- Task directions -
Transcribe the records exactly. Pictures do not belong in the transcription.

[Point-per-instance localization data]

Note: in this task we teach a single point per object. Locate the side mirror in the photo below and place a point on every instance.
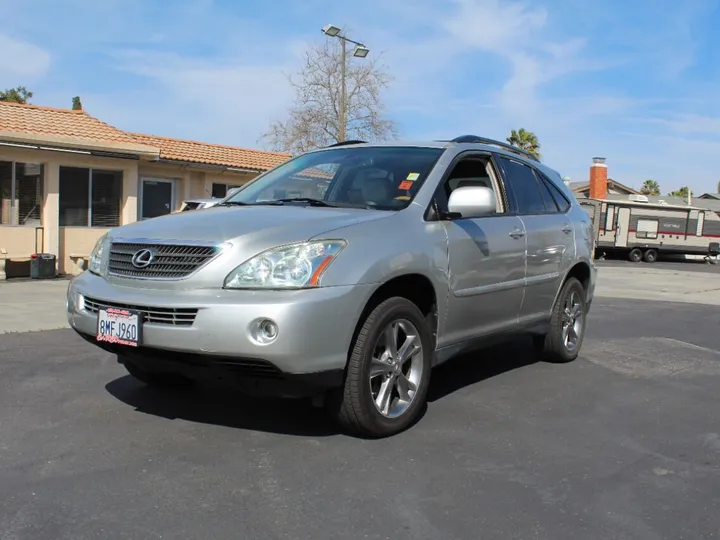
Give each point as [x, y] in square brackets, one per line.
[472, 201]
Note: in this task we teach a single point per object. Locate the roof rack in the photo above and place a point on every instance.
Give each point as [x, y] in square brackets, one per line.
[343, 143]
[493, 142]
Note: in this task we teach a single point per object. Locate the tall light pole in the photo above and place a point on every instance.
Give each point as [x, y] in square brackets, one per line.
[361, 51]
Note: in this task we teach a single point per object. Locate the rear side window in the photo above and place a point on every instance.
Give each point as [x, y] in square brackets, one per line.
[562, 203]
[524, 185]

- Response -
Note: in this task we teach a single point per object. Locate the side mirror in the photo below and place a point on every instance.
Give each point as [x, y] in square brackets, one per line.
[472, 201]
Note: in this task we teach a single point per object. Locate the roof rack in the photo above and place a point on every instance.
Give each point as [x, y] in square brackets, one per line.
[343, 143]
[493, 142]
Note: in this task we teach a single point per object. Locate the tall light pole in the photo above and place a point on every instance.
Give each point as [x, y] in square brackets, one per line.
[361, 51]
Note: in this task we teach a single point per object. Locate the rear side window in the photo above and place a point on every instance.
Give each point as [x, y] in square brackets, one per line.
[562, 203]
[524, 185]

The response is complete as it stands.